[Lines of data]
-*-*-

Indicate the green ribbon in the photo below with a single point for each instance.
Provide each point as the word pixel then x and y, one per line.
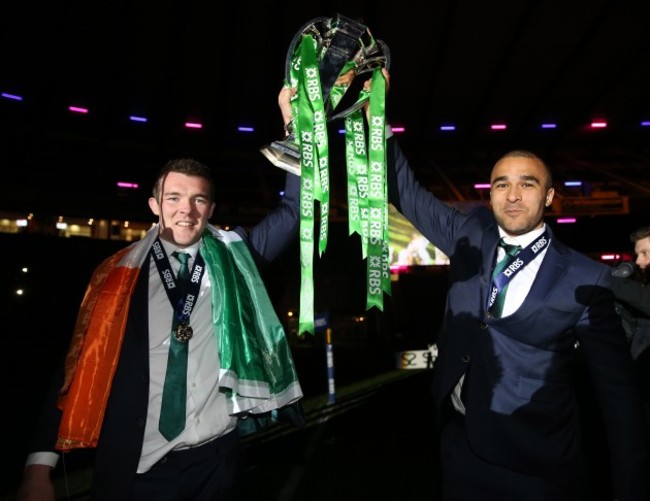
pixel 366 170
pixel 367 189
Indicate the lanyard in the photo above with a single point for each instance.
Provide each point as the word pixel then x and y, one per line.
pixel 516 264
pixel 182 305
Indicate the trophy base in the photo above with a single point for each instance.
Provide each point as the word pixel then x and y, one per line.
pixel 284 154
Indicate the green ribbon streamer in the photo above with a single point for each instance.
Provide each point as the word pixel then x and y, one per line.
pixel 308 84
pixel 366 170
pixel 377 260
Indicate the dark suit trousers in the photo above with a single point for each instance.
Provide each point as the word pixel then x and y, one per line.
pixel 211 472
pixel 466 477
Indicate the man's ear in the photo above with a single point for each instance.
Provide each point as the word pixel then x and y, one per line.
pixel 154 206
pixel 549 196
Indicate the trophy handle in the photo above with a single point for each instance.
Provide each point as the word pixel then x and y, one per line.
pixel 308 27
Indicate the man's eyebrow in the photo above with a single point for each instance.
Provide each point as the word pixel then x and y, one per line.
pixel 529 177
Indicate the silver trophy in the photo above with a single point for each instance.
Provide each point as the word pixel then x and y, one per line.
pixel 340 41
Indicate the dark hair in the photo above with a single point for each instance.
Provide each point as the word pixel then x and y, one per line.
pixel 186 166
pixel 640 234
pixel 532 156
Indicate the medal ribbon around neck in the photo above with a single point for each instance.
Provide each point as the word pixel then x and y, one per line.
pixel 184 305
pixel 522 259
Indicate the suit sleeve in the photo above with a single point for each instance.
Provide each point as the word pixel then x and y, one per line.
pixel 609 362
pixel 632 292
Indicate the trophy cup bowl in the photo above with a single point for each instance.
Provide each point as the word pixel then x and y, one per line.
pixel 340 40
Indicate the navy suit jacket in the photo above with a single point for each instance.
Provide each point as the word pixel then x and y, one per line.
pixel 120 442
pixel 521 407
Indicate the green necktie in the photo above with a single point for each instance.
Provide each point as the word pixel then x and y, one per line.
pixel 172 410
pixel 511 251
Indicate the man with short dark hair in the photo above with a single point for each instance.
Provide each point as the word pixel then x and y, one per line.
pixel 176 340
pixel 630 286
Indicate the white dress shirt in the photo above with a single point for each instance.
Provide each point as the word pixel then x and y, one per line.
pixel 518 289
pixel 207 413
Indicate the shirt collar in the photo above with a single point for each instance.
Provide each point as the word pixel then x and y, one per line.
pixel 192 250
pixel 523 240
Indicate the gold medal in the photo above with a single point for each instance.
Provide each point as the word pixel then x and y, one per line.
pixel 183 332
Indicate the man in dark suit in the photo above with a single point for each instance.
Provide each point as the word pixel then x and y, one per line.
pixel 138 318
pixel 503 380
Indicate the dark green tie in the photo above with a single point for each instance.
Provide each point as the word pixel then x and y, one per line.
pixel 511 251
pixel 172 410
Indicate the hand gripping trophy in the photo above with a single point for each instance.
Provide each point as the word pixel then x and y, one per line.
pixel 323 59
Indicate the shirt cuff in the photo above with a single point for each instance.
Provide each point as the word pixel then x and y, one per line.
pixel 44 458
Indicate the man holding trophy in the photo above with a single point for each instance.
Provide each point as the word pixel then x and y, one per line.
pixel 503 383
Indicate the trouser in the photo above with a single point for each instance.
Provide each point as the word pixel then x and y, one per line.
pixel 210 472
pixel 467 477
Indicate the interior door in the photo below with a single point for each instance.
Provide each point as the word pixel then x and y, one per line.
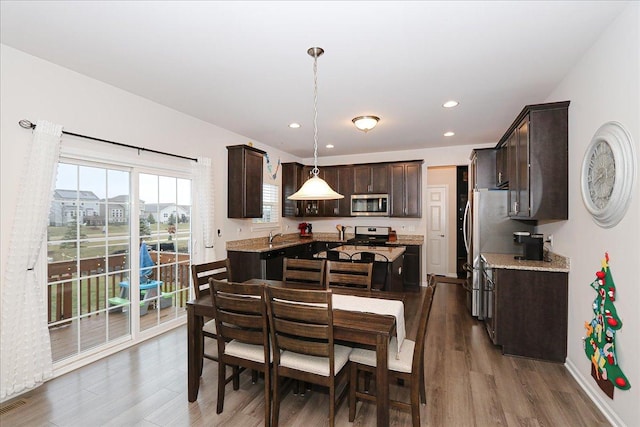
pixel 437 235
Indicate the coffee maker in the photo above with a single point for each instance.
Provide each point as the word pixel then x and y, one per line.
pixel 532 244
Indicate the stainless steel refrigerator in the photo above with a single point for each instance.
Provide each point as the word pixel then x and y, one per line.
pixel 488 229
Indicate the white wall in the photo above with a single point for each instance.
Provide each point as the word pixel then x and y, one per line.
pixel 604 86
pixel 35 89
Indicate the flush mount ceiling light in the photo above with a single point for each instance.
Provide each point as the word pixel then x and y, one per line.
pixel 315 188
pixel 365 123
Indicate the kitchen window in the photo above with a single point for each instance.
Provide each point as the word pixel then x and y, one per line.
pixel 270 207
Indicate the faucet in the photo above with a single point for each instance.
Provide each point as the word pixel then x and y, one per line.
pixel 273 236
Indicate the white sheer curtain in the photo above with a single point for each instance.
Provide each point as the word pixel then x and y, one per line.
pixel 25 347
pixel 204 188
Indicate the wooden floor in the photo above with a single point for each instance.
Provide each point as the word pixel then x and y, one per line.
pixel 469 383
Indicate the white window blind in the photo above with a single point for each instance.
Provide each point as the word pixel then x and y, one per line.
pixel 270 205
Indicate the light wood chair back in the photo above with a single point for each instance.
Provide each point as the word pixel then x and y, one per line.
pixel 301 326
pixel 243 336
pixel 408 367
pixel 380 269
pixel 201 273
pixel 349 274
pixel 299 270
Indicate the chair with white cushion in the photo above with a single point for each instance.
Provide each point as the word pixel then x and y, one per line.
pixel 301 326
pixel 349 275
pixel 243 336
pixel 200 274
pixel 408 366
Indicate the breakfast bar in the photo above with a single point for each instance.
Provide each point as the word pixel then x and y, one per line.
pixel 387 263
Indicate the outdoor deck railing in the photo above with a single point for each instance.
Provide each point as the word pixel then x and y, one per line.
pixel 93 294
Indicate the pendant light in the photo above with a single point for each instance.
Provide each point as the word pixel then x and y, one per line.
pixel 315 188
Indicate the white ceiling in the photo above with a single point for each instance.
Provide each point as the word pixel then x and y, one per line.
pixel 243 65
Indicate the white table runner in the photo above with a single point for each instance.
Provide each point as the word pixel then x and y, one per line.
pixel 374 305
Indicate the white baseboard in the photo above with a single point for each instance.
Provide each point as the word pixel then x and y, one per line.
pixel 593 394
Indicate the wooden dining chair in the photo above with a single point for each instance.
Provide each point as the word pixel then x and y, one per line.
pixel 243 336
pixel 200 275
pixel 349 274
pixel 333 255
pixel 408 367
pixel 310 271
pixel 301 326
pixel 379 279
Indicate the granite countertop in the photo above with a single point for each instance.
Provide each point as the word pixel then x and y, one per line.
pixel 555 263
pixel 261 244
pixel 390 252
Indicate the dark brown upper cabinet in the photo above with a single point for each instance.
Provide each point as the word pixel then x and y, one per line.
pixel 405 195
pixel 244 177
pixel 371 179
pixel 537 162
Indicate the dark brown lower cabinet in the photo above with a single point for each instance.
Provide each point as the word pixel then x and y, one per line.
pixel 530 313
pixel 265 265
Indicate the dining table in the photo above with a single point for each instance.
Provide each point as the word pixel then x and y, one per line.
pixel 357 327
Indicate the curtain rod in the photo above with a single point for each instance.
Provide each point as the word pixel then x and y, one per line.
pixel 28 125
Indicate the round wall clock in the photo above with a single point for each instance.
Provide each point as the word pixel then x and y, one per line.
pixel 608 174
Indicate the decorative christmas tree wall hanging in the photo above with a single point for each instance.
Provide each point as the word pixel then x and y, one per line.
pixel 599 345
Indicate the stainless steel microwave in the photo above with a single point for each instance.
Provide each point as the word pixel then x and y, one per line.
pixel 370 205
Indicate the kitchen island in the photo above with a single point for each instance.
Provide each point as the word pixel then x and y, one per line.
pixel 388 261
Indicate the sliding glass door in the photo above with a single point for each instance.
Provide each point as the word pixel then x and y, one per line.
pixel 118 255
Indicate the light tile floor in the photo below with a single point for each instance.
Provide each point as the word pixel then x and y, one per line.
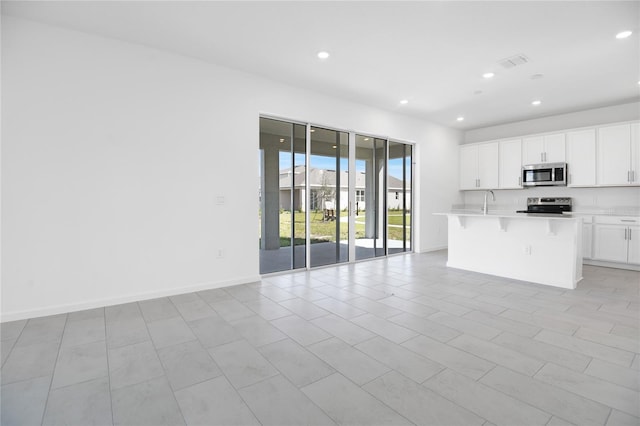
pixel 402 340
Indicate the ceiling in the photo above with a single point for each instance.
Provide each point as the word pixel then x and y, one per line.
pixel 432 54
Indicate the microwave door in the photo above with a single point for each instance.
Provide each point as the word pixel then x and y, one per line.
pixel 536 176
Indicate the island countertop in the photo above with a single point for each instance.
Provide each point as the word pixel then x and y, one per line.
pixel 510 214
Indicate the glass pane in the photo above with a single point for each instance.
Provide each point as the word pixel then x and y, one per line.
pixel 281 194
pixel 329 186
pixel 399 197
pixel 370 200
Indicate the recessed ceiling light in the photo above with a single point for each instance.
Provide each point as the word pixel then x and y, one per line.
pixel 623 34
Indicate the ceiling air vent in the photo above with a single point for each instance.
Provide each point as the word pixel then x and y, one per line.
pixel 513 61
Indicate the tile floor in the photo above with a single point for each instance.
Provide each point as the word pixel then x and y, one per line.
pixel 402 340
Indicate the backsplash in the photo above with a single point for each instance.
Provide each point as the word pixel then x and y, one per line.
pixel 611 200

-*-*-

■ What you have to do ■
Give the lines exactly as they stand, from the line with "Indicate the recessed" through the end of the material.

■ Result of the exercise ■
Indicate the recessed ceiling light in the photo above with a single point for each instance.
Provide each point as the word pixel then x and y, one per line.
pixel 623 34
Indicate the ceiling air vent in the photo above with a single point for each instance.
Provide each point as the word pixel then x and y, one per line.
pixel 513 61
Indicate the tile floor in the photo above with a single point for each instance.
Provide each point as the word pixel then x and y, one per line.
pixel 402 340
Indicate the backsplash in the photo above with a single point for each instance.
Provide each point as the word pixel then x and y, one per line.
pixel 611 200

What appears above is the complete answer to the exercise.